** Task prompt **
Restate the entries word for word and skip every image.
[[ Available records, beginning ]]
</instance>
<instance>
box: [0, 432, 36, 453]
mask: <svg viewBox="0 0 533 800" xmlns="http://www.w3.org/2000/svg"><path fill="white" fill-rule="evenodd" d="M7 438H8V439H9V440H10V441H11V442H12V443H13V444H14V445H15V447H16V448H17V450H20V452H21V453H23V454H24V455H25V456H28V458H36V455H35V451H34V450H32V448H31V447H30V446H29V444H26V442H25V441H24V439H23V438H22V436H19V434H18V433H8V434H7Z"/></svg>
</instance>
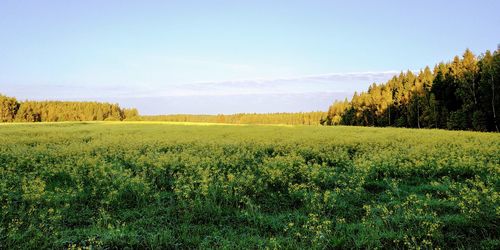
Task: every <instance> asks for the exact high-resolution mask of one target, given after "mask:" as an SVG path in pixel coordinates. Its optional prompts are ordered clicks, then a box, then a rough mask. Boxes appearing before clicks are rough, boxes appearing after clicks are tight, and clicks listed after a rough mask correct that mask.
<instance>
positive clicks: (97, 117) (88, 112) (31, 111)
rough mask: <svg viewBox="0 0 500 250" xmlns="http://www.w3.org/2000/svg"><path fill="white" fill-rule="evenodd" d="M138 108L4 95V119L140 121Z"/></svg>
mask: <svg viewBox="0 0 500 250" xmlns="http://www.w3.org/2000/svg"><path fill="white" fill-rule="evenodd" d="M138 119H139V112H138V111H137V109H122V108H120V106H119V105H118V104H110V103H99V102H63V101H25V102H18V101H17V99H16V98H13V97H7V96H4V95H1V94H0V122H14V121H16V122H58V121H120V120H138Z"/></svg>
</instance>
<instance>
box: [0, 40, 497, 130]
mask: <svg viewBox="0 0 500 250" xmlns="http://www.w3.org/2000/svg"><path fill="white" fill-rule="evenodd" d="M499 95H500V47H499V49H497V50H496V51H495V52H493V53H491V52H490V51H486V52H485V53H483V54H481V55H479V56H476V55H474V54H473V53H472V52H471V51H470V50H468V49H467V50H466V51H465V52H464V53H463V55H462V57H459V56H456V57H455V58H454V59H453V61H451V62H446V63H444V62H442V63H439V64H437V65H436V66H435V67H434V69H433V70H431V69H430V68H429V67H426V68H425V69H423V70H420V71H419V72H418V73H416V72H412V71H407V72H406V73H404V72H401V74H399V75H397V76H394V77H393V78H392V79H391V80H389V81H388V82H386V83H383V84H376V83H373V84H372V85H371V86H370V87H369V88H368V90H367V91H366V92H361V93H354V96H353V97H352V99H351V100H350V101H349V100H347V99H346V100H344V101H336V102H334V103H333V105H332V106H330V108H329V110H328V112H299V113H269V114H249V113H242V114H232V115H157V116H140V115H139V112H138V111H137V109H134V108H132V109H122V108H120V106H119V105H118V104H110V103H99V102H63V101H24V102H19V101H18V100H16V98H14V97H7V96H4V95H1V94H0V122H15V121H17V122H57V121H121V120H146V121H172V122H208V123H234V124H290V125H319V124H321V125H355V126H379V127H383V126H393V127H409V128H442V129H452V130H476V131H497V132H498V131H499V126H500V118H499V112H500V97H499Z"/></svg>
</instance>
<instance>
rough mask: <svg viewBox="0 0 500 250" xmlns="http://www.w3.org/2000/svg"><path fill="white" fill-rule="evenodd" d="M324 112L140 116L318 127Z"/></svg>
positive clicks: (325, 117)
mask: <svg viewBox="0 0 500 250" xmlns="http://www.w3.org/2000/svg"><path fill="white" fill-rule="evenodd" d="M326 117H327V113H326V112H321V111H317V112H298V113H269V114H256V113H242V114H232V115H222V114H219V115H153V116H141V117H140V119H141V120H143V121H168V122H205V123H229V124H287V125H319V124H323V123H325V122H326V120H324V119H325V118H326Z"/></svg>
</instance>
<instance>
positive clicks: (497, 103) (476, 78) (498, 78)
mask: <svg viewBox="0 0 500 250" xmlns="http://www.w3.org/2000/svg"><path fill="white" fill-rule="evenodd" d="M499 94H500V48H499V49H498V50H497V51H495V52H494V53H491V52H489V51H486V53H484V54H483V55H481V56H480V57H476V56H475V55H474V54H473V53H472V52H471V51H470V50H466V51H465V53H464V54H463V57H462V58H459V57H458V56H457V57H455V58H454V59H453V61H452V62H448V63H440V64H438V65H436V66H435V67H434V70H433V71H431V70H430V68H429V67H426V68H425V69H424V70H421V71H420V72H419V73H418V74H415V73H413V72H412V71H408V72H406V73H401V74H400V75H399V76H395V77H394V78H392V79H391V80H389V81H388V82H387V83H385V84H380V85H377V84H375V83H374V84H373V85H372V86H371V87H370V88H369V89H368V91H367V92H362V93H360V94H358V93H355V94H354V96H353V97H352V99H351V101H347V100H345V101H337V102H335V103H334V104H333V105H332V106H331V107H330V109H329V111H328V116H327V118H326V119H324V120H322V123H323V124H327V125H337V124H342V125H358V126H396V127H411V128H446V129H457V130H477V131H497V132H498V131H499V126H500V116H499V114H498V112H499V110H500V96H499Z"/></svg>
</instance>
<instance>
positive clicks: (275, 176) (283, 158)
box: [0, 122, 500, 249]
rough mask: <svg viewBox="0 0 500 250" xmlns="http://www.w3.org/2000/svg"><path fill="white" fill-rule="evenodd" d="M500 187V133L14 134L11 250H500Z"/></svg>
mask: <svg viewBox="0 0 500 250" xmlns="http://www.w3.org/2000/svg"><path fill="white" fill-rule="evenodd" d="M205 125H209V124H205ZM499 186H500V134H498V133H497V134H495V133H478V132H457V131H443V130H417V129H396V128H366V127H319V126H257V125H241V126H236V125H217V126H200V125H193V124H173V123H162V122H94V123H84V122H82V123H57V124H56V123H41V124H2V125H0V204H1V212H0V213H1V214H0V220H1V221H0V248H2V249H10V248H20V249H28V248H31V249H33V248H77V247H90V246H92V248H125V247H132V248H220V247H222V248H231V249H238V248H252V249H255V248H288V249H290V248H292V249H295V248H302V249H307V248H320V249H321V248H419V247H421V248H437V247H440V248H443V249H446V248H450V247H453V248H457V247H458V248H491V249H495V248H496V249H498V248H499V247H500V233H499V231H500V229H499V223H500V219H499V218H500V206H499V205H500V204H499V203H500V198H499Z"/></svg>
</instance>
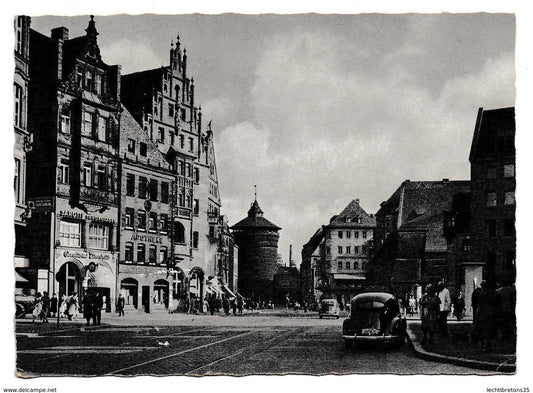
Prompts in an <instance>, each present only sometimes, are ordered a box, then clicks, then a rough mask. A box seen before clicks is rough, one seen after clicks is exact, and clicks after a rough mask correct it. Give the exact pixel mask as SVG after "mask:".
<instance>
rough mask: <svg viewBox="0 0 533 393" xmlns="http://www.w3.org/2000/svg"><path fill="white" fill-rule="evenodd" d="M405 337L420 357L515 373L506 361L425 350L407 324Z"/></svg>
mask: <svg viewBox="0 0 533 393" xmlns="http://www.w3.org/2000/svg"><path fill="white" fill-rule="evenodd" d="M407 337H408V338H409V341H410V343H411V347H412V349H413V352H414V353H415V356H417V357H419V358H421V359H425V360H434V361H437V362H442V363H451V364H455V365H457V366H465V367H470V368H477V369H480V370H489V371H497V372H504V373H515V372H516V365H515V364H508V363H501V364H498V363H493V362H484V361H478V360H471V359H465V358H458V357H455V356H446V355H441V354H438V353H434V352H429V351H426V350H425V349H424V348H422V345H421V344H420V343H419V342H418V339H417V338H416V336H415V334H414V333H413V331H412V330H411V329H410V328H409V326H407Z"/></svg>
[[ Available records, end ]]
** Response for this exercise **
</instance>
<instance>
box: [0, 432, 36, 453]
mask: <svg viewBox="0 0 533 800" xmlns="http://www.w3.org/2000/svg"><path fill="white" fill-rule="evenodd" d="M7 438H8V439H9V440H10V441H11V442H12V443H13V444H14V445H15V447H16V448H17V450H20V452H21V453H23V454H24V455H25V456H28V458H36V455H35V451H34V450H32V448H31V447H30V446H29V444H26V442H25V441H24V439H23V438H22V436H19V434H18V433H8V434H7Z"/></svg>
</instance>
Task: every <instance> asks for the exact high-resolution mask of one target, given after "mask:" as an SVG path in pixel coordinates. Its optional prompts are ordered clicks, then a box, then a rough mask. Boxes appearing before clicks are rough, boxes appearing after clicks are tight, and clicks listed after a rough mask correct that mask.
<instance>
positive clicks: (97, 117) (88, 112) (31, 111)
rough mask: <svg viewBox="0 0 500 250" xmlns="http://www.w3.org/2000/svg"><path fill="white" fill-rule="evenodd" d="M138 108L4 95V119L140 121Z"/></svg>
mask: <svg viewBox="0 0 500 250" xmlns="http://www.w3.org/2000/svg"><path fill="white" fill-rule="evenodd" d="M138 119H139V112H138V111H137V109H122V108H120V106H119V105H118V104H110V103H99V102H63V101H25V102H18V101H17V99H16V98H13V97H7V96H4V95H1V94H0V122H14V121H16V122H58V121H120V120H138Z"/></svg>
</instance>
<instance>
box: [0, 40, 497, 130]
mask: <svg viewBox="0 0 500 250" xmlns="http://www.w3.org/2000/svg"><path fill="white" fill-rule="evenodd" d="M499 95H500V47H499V49H497V50H496V51H495V52H493V53H491V52H490V51H486V52H485V53H483V54H481V55H479V56H476V55H474V54H473V53H472V52H471V51H470V50H468V49H467V50H466V51H465V52H464V53H463V55H462V57H459V56H456V57H455V58H454V59H453V61H451V62H446V63H444V62H442V63H439V64H437V65H436V66H435V67H434V69H433V70H431V69H430V68H429V67H426V68H425V69H423V70H420V71H419V72H418V73H416V72H412V71H407V72H406V73H404V72H401V74H399V75H397V76H394V77H393V78H392V79H391V80H389V81H388V82H386V83H383V84H376V83H373V84H372V85H371V86H370V87H369V88H368V90H367V91H366V92H361V93H354V96H353V97H352V99H351V100H350V101H349V100H347V99H346V100H344V101H336V102H334V103H333V105H332V106H330V108H329V110H328V112H299V113H269V114H249V113H242V114H232V115H157V116H140V115H139V112H138V111H137V109H134V108H132V109H122V108H120V106H119V105H118V104H110V103H99V102H63V101H24V102H19V101H18V100H16V98H14V97H7V96H4V95H1V94H0V122H15V121H17V122H57V121H121V120H146V121H172V122H208V123H234V124H290V125H319V124H321V125H355V126H379V127H383V126H393V127H409V128H442V129H452V130H476V131H497V132H498V131H499V126H500V118H499V112H500V97H499Z"/></svg>
</instance>
<instance>
rough mask: <svg viewBox="0 0 500 250" xmlns="http://www.w3.org/2000/svg"><path fill="white" fill-rule="evenodd" d="M324 112L140 116L318 127Z"/></svg>
positive clicks: (325, 117)
mask: <svg viewBox="0 0 500 250" xmlns="http://www.w3.org/2000/svg"><path fill="white" fill-rule="evenodd" d="M326 117H327V113H326V112H321V111H317V112H298V113H269V114H256V113H242V114H232V115H222V114H219V115H153V116H141V117H140V119H141V120H143V121H168V122H205V123H229V124H287V125H319V124H323V123H325V122H326V120H324V119H325V118H326Z"/></svg>
</instance>
<instance>
positive clicks: (497, 103) (476, 78) (498, 78)
mask: <svg viewBox="0 0 500 250" xmlns="http://www.w3.org/2000/svg"><path fill="white" fill-rule="evenodd" d="M499 94H500V48H499V49H498V50H497V51H495V52H494V53H491V52H489V51H486V53H484V54H483V55H481V56H480V57H476V56H475V55H474V54H473V53H472V52H471V51H470V50H466V51H465V53H464V54H463V57H462V58H459V57H458V56H457V57H455V58H454V59H453V61H452V62H448V63H440V64H438V65H436V66H435V67H434V70H433V71H431V70H430V68H429V67H426V68H425V69H424V70H421V71H420V72H419V73H418V74H415V73H413V72H412V71H408V72H406V73H401V74H400V75H399V76H395V77H394V78H392V79H391V80H389V81H388V82H387V83H385V84H380V85H377V84H375V83H374V84H373V85H372V86H371V87H370V88H369V89H368V91H367V92H362V93H360V94H358V93H355V94H354V96H353V97H352V99H351V101H347V100H345V101H337V102H335V103H334V104H333V105H332V106H331V107H330V109H329V111H328V116H327V118H326V119H324V120H322V123H323V124H327V125H337V124H342V125H358V126H396V127H411V128H446V129H457V130H477V131H497V132H498V131H499V126H500V116H499V114H498V112H499V110H500V96H499Z"/></svg>
</instance>
<instance>
positive clicks: (275, 176) (283, 158)
box: [0, 122, 500, 249]
rough mask: <svg viewBox="0 0 500 250" xmlns="http://www.w3.org/2000/svg"><path fill="white" fill-rule="evenodd" d="M500 187V133L14 134L11 250H500Z"/></svg>
mask: <svg viewBox="0 0 500 250" xmlns="http://www.w3.org/2000/svg"><path fill="white" fill-rule="evenodd" d="M205 125H209V124H205ZM499 186H500V134H498V133H497V134H495V133H478V132H457V131H443V130H417V129H396V128H366V127H319V126H257V125H241V126H236V125H217V126H200V125H193V124H173V123H162V122H94V123H84V122H82V123H57V124H56V123H41V124H2V125H0V204H1V212H0V213H1V214H0V220H1V221H0V248H2V249H10V248H20V249H28V248H31V249H33V248H77V247H90V246H92V248H125V247H132V248H220V247H222V248H231V249H238V248H252V249H255V248H288V249H290V248H292V249H295V248H302V249H307V248H320V249H321V248H419V247H421V248H437V247H440V248H443V249H446V248H450V247H453V248H457V247H458V248H491V249H495V248H496V249H498V248H499V247H500V233H499V231H500V229H499V223H500V219H499V218H500V206H499V205H500V204H499V203H500V198H499Z"/></svg>
</instance>
Prompts in an <instance>, each present only sometimes, are ordered a box, then clicks, then a rough mask. A box seen before clicks is rough, one seen after clicks is exact, and clicks after a rough mask correct it. Give the exact pixel mask as SVG after "mask:".
<instance>
rough mask: <svg viewBox="0 0 533 393" xmlns="http://www.w3.org/2000/svg"><path fill="white" fill-rule="evenodd" d="M405 337L420 357L515 373L506 361L425 350L407 324Z"/></svg>
mask: <svg viewBox="0 0 533 393" xmlns="http://www.w3.org/2000/svg"><path fill="white" fill-rule="evenodd" d="M407 337H408V338H409V341H410V343H411V347H412V349H413V352H414V353H415V356H417V357H419V358H421V359H425V360H434V361H437V362H442V363H451V364H455V365H457V366H465V367H470V368H477V369H480V370H489V371H497V372H504V373H515V372H516V365H515V364H508V363H501V364H498V363H493V362H484V361H478V360H471V359H465V358H458V357H455V356H446V355H441V354H438V353H434V352H429V351H426V350H425V349H424V348H422V345H421V344H420V343H419V342H418V339H417V338H416V336H415V334H414V333H413V331H412V330H411V329H410V328H409V326H407Z"/></svg>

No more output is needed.